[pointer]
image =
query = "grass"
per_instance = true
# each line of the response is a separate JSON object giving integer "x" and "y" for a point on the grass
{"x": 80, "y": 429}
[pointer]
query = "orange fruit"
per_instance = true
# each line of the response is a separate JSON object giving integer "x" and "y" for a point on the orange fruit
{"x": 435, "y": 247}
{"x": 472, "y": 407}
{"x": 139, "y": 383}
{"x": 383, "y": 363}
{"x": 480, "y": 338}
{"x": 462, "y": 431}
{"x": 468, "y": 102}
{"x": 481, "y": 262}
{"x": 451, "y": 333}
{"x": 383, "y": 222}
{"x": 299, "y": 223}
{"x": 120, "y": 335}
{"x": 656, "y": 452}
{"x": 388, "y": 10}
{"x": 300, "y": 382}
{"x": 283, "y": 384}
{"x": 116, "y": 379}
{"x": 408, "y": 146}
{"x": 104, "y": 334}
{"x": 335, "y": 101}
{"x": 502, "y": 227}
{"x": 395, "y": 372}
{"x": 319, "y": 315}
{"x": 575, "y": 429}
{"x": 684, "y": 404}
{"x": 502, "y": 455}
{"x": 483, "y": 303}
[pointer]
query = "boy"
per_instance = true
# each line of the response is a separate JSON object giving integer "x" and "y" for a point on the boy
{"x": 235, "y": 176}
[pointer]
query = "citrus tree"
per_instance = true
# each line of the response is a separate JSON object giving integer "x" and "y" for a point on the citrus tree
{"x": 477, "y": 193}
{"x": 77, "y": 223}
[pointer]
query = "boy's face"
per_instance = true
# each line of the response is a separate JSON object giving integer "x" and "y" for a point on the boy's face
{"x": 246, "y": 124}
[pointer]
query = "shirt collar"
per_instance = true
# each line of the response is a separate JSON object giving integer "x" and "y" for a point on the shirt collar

**Problem statement**: Show every line of the listing in which the string "collar" can be found.

**Result**:
query = "shirt collar"
# each line of the response is a separate JSON object giving integer "x" and "y" for a point on the shirt collar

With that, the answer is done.